* What the task asks:
The lines to reproduce run from the one containing "In this photo, where can the dragonfly leg" to the end of the listing. Reproduce them exactly, both ends included, and nothing else.

* Dataset records:
--------

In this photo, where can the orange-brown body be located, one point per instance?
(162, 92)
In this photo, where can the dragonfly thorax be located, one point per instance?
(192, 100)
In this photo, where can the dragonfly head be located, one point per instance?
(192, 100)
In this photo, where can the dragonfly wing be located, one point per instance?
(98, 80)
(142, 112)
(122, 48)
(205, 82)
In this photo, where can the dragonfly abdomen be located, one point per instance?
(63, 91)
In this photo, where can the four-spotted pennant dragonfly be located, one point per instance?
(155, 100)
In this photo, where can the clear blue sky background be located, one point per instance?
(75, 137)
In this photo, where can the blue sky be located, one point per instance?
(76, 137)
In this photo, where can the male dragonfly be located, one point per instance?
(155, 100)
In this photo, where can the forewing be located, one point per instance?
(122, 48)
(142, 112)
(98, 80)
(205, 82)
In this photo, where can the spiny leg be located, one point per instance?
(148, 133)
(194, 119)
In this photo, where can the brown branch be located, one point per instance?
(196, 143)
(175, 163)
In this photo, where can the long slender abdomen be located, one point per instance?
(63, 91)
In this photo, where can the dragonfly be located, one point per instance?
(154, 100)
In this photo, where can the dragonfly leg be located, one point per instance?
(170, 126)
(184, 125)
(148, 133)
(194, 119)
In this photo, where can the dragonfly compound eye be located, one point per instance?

--------

* Task answer:
In this photo, where can the dragonfly leg be located, one point per instance?
(170, 126)
(184, 125)
(148, 133)
(194, 119)
In this photo, where can the dragonfly compound eye be located, one point per instance?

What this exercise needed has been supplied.